- _抜粋本文_
====
奈良県と大阪府の境をなして南北にのびる金剛山地の一峰。標高959m。水越峠を隔てて,南隣の金剛山とともに金剛生駒国定公園に含まれる。葛城山は広義に金剛山地全体を指す場合もある。和泉葛城山に対して大和葛城山ともいう。山頂からの眺望に恵まれ,1967年奈良県御所(ごせ)市から山上までロープウェーが開通し,山上に国民宿舎,自然研究コースなどの施設が整えられた。葛城山の南側に国道309号線が越える水越峠がある。江戸時代初期に金剛山から流下する水を人工的に分水して水越峠を越えて大和側へ流れるようにしたのが現在の水越川で,水越峠の地名は分水界を越えた川に由来する。
執筆者:水山 高幸
修験の山として知られる葛城山には,金剛山と,戒那山,天神山とも呼ばれる大和葛城山,そして和泉葛城山がある。金剛山には一言主神をまつる葛木神社,葛城山の本地仏をまつる転法輪寺(金剛山),高鴨味耜高彦根神社,葛城水分神社がまつられるほか,周辺にも古代以来の伝統ある神社が多い。葛城山一帯は修験道の開祖役小角(えんのおづぬ)の伊豆配流伝承をはじめ,記紀の伝える土蜘蛛反抗伝承,一言主神の土佐配流伝承など,古代大和朝廷に敵対し宗教的威勢を保持した伝承が伝えられている。金剛山,犬鳴山七宝滝(しつぽうりゆう)寺を拠点とした葛城修験は,友ヶ島から亀瀬宿に至る《法華経》二十八品ゆかりの28宿を設け,写経,納経を主とした修行が続けられ,後には本山派修験にとっても重要な修行地とされた。当山派三十六正大先達のうち葛城山系に属するものも多い。
====
- _収集データ_
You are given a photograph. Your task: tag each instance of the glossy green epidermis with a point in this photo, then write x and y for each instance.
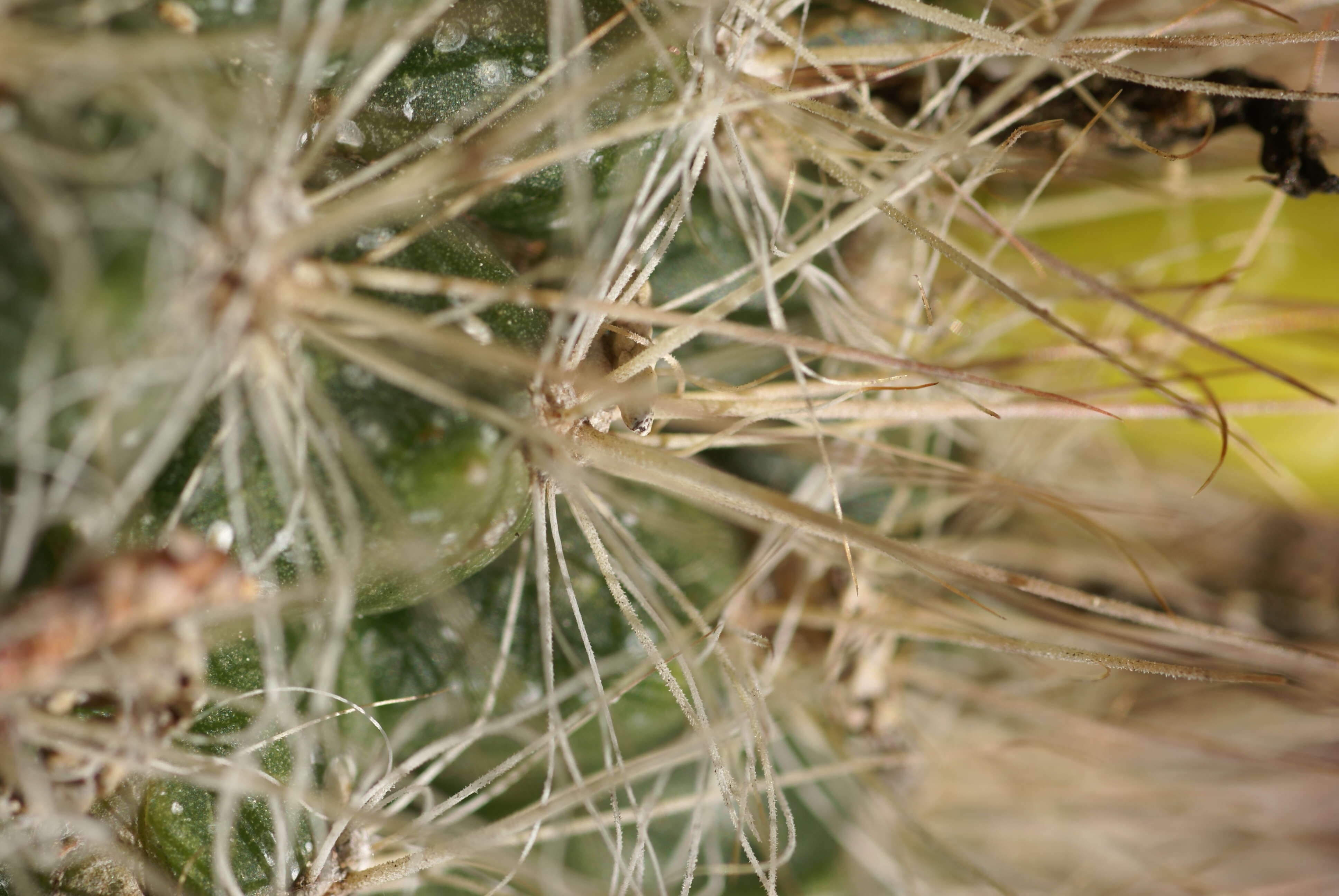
(476, 59)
====
- _課題_
葛城山について述べた抜粋を、最後の文の後から書き継いでください。

- _解答_
執筆者:宮本 袈裟雄
出典 株式会社平凡社「改訂新版 世界大百科事典」改訂新版 世界大百科事典について 情報
大阪府と和歌山県との境に連なる和泉(いずみ)山脈のほぼ中央にある一主峰。標高858メートル。金剛山地の葛城山と区別して和泉葛城山ともいう。砂岩、礫(れき)岩からなり、山頂はなだらかで、葛城山を中心に和泉山脈中央部を紀泉高原(きせんこうげん)ともよぶ。山頂北斜面の1.5ヘクタールにブナ林が広がり、分布上の貴重さにより国の天然記念物に指定されている。頂上に雨の神八大竜王を祀(まつ)る石の祠(ほこら)があり、干魃(かんばつ)時には雨乞(あまご)いの行事が行われる。付近の山地や渓谷は中世葛城修験道(しゅげんどう)の聖地で、山伏が修行した行場や経塚の遺跡がある。山頂から南方、紀ノ川方面の眺望がすばらしく、自動車も通れる登山道があり、山頂が身近になった。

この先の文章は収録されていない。